** EXERCISE DIRECTIONS **
The required result is the exact run of lines beginning at the one containing "In this photo, where can the pine" and ending at the last line of the entries.

--- Begin ---

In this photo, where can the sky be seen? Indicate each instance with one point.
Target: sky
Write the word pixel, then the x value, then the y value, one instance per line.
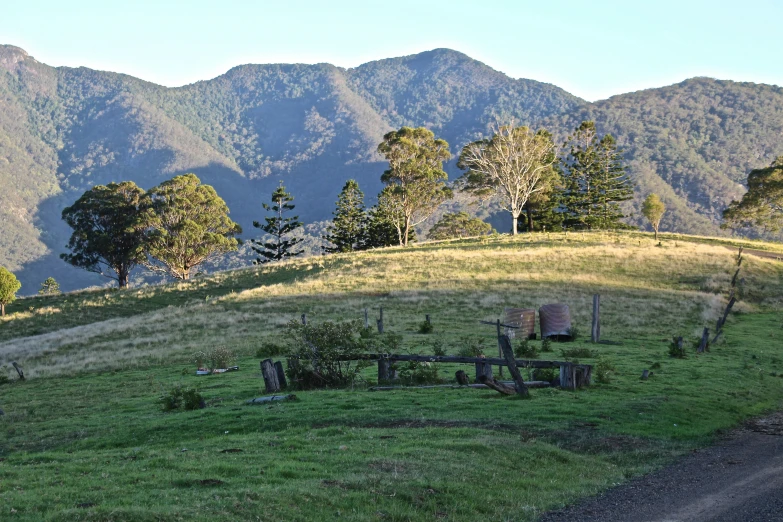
pixel 593 49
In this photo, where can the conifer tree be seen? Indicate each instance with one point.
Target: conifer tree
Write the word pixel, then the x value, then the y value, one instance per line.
pixel 348 230
pixel 280 246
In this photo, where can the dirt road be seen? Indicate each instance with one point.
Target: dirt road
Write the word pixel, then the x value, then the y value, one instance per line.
pixel 740 479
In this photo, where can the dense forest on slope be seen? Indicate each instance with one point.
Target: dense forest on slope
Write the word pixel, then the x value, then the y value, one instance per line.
pixel 63 130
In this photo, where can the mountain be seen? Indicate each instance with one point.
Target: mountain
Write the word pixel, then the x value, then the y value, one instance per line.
pixel 65 129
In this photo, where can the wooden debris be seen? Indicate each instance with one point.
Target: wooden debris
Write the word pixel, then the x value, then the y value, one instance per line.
pixel 271 398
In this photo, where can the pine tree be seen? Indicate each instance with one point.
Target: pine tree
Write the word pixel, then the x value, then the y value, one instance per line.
pixel 279 227
pixel 348 230
pixel 595 180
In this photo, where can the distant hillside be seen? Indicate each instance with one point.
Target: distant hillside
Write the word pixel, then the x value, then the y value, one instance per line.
pixel 63 130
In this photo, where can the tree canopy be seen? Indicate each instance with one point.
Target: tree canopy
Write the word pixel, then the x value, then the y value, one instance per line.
pixel 9 285
pixel 509 167
pixel 653 209
pixel 108 230
pixel 415 179
pixel 187 224
pixel 762 205
pixel 348 230
pixel 279 227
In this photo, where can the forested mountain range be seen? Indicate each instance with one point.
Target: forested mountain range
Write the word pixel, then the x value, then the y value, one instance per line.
pixel 65 129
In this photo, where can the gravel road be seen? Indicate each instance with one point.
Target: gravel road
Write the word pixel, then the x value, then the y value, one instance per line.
pixel 739 479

--- End ---

** RESULT **
In this photo, where can the pine tree be seen? Indicate each instance with one point.
Target: pine tree
Write the word pixel, then the x value, then the y value, one instance per line.
pixel 279 227
pixel 348 230
pixel 595 180
In this photo, where can the distant hillside be seen? Indicate each instance with one point.
Target: distant hillside
Write the word pixel, then the x value, then the y value, one instance per line.
pixel 63 130
In this photo, where can the tree canopy be seen? Indicate each instance with one point.
Target: tree canopy
Write the word pixel, then the x value, then the y value, one instance per line.
pixel 9 285
pixel 509 167
pixel 653 209
pixel 108 230
pixel 415 179
pixel 187 224
pixel 762 205
pixel 348 230
pixel 279 227
In this photo, where can the forested mountain range be seen? Indicate each instance with one point.
Target: forested mountain range
Write the word pixel, then the x value, then the y value, one instance per line.
pixel 65 129
In this photo, where can the gravel road be seen? Indicate each instance with one point.
Target: gravel road
Write the word pixel, then the x value, then the y value, one instance per line.
pixel 739 479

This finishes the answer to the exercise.